[Material provided Boundary: Start]

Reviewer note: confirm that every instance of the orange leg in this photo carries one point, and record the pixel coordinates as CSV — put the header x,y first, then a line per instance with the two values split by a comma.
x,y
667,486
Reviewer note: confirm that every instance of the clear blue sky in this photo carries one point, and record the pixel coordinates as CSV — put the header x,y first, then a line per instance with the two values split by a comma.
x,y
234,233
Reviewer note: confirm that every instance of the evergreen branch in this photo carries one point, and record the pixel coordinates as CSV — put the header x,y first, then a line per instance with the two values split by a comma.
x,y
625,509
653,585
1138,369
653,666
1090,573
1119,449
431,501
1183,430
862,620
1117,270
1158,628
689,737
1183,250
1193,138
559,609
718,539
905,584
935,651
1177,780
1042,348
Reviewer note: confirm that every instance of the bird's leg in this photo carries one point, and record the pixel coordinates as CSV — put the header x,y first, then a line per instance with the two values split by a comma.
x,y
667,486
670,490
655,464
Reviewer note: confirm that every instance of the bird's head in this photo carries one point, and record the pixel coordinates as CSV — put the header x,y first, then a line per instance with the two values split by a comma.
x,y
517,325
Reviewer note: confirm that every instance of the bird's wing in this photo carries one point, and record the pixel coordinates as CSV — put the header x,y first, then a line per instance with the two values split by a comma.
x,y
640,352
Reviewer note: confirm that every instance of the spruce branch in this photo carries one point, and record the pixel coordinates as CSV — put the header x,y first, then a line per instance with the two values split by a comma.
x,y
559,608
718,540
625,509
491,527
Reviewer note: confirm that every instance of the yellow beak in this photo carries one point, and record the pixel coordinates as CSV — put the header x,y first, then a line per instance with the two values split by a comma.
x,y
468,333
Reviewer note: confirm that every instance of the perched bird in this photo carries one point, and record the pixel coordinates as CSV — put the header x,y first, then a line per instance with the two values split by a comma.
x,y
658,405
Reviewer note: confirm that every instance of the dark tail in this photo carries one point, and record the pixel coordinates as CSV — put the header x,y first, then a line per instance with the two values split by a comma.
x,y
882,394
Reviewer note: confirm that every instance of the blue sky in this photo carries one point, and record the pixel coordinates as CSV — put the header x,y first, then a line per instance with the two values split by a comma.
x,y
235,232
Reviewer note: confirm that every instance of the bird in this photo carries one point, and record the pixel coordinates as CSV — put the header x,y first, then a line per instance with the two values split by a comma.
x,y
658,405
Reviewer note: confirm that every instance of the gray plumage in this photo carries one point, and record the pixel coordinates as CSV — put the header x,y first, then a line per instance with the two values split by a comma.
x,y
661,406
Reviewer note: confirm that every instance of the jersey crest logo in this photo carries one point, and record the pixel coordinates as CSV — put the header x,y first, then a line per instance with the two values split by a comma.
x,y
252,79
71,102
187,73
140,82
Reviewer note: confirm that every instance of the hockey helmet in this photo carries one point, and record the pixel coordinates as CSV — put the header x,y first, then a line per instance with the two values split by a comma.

[Material provided Boundary: End]

**Description of the task**
Line by line, retype the entire listing exactly.

**Response to this exercise**
Reviewer note: confirm that every instance of the orange leg in this photo carries one point, and record the pixel coordinates as CSV — put the header x,y first, then a line per instance with the two values split by a comma.
x,y
667,486
Reviewer note: confirm that every instance of the clear blue sky in this photo carries one point, and record the pixel coordinates as CSV — put the header x,y first, then a line per instance with the two values split by a comma.
x,y
234,233
Reviewer note: confirm that every instance of the evergreen branch in this photo carries one point, and record the pixel coordinates as CSV — put the header x,y first, then a line per instance with the two values split by a comma.
x,y
625,509
653,585
1138,369
653,666
1090,573
1119,449
431,501
1183,430
862,620
1117,270
1158,628
689,737
1183,250
1193,138
559,609
718,539
905,584
935,651
1177,780
1042,348
Reviewer note: confirm that every instance of the bird's leg in this photo carries one point, and record the pixel coordinates as CSV — put the header x,y first, then a line per instance with the two values split by a comma.
x,y
667,486
670,490
655,464
Reviewer note: confirm that every instance of the bird's head in this photo carries one point, and record the pixel coordinates as CSV — put the header x,y first, then a line per instance with the two values split by a comma.
x,y
517,325
Reviewer note: confirm that every instance of the bird's wing in this photo carries one point, and record the pixel coordinates as CSV — put the header x,y first, then a line per instance with the two values split by a comma.
x,y
640,352
Reviewer note: confirm that every instance of the spruce branch in this photo carries one point, and record the pixel coordinates as CSV — put the header x,y first, then a line per instance with the two values split by a comma.
x,y
559,608
718,540
625,509
491,527
Reviewer note: confirm that every instance of the yellow beak in this photo carries one point, and record the pixel coordinates as CSV — put the header x,y first, then a line per instance with the two values split by a comma.
x,y
468,333
Reviewer note: confirm that every instance of the perched bird in this photo carries one point, and record the pixel coordinates as CSV — put the header x,y first, then a line per instance with the two values split by a comma.
x,y
658,405
Reviewer note: confirm that every instance of the dark tail in this photo carries one point, and record the pixel coordinates as CSV — put the header x,y first, then a line per instance with the two values split by a comma.
x,y
882,394
Reviewer note: confirm that every instance of the blue sky in this photo carries one point, and record the pixel coordinates as CSV — put the header x,y first, then a line per instance with the two values split by a comma.
x,y
235,232
Reviewer note: confirm that every instance of the bird in this photo carries one point, and record the pixel coordinates as CSV — put the header x,y first, then a line per instance with the two values split by a comma.
x,y
658,405
Reviewer note: confirm that every instance of the gray plumage in this photo carries one point, and record the pixel coordinates as CSV — put the header x,y first, then a line per instance with the two values split by a comma.
x,y
661,406
Reviewer note: confirm that every instance of the jersey crest logo in this photo carries one point, and record the pixel coordinates as CSV — put the header x,y first, then a line per instance with the two values split by a comma.
x,y
252,79
71,102
187,73
140,82
Reviewer note: confirm that every instance of the hockey helmet in this photo carries one point, and record the pixel coordinates as CSV — put the header x,y first, then a line per instance with the two values split by a comma.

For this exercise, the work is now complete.